━━━ RECORD EXTRACTS
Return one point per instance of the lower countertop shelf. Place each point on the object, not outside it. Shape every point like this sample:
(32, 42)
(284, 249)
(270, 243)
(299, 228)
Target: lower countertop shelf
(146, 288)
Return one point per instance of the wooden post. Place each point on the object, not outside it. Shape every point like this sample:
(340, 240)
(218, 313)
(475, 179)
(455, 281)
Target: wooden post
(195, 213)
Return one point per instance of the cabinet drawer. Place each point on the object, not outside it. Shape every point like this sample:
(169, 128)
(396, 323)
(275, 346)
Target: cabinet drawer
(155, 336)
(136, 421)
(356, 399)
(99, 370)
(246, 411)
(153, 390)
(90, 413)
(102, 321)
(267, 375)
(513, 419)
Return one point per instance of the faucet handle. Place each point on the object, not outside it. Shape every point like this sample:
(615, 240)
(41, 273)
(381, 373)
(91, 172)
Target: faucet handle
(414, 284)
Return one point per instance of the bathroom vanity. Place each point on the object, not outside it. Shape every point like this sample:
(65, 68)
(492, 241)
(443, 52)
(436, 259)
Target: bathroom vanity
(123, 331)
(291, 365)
━━━━━━
» **SET EXERCISE**: Turn the records above into a JSON list of strings, one string per line, skipping blank lines. Cover only the part that opens with the line containing "Return one point per instance of the wooden" and runs through the end of the records.

» **EXERCISE RESULT**:
[
  "Return one point per instance of the wooden post. Place each point on the object, not outside it. Shape every point like this sample:",
  "(340, 240)",
  "(218, 313)",
  "(475, 179)",
  "(455, 281)",
  "Target: wooden post",
  "(195, 213)",
  "Return one point per instance of the cabinet drawer. Place each point on the object, not outside it. Shape every point like this sample:",
  "(169, 128)",
  "(396, 323)",
  "(275, 346)",
  "Target: cabinet drawer",
  "(155, 336)",
  "(136, 421)",
  "(356, 399)",
  "(99, 370)",
  "(246, 411)",
  "(153, 390)",
  "(90, 413)",
  "(102, 321)",
  "(267, 375)",
  "(513, 419)",
  "Return one point per instance of the faucet handle. Place each point on the object, not outside it. Shape every point like this sample:",
  "(615, 240)",
  "(41, 273)",
  "(381, 373)",
  "(91, 172)",
  "Target: faucet handle",
  "(414, 284)",
  "Return one point per instance of the bathroom vanity. Place each point on the object, not outside it. Shape every point like this sample:",
  "(65, 68)",
  "(492, 241)",
  "(443, 52)",
  "(436, 259)",
  "Target: bathroom vanity",
  "(123, 331)",
  "(291, 365)"
]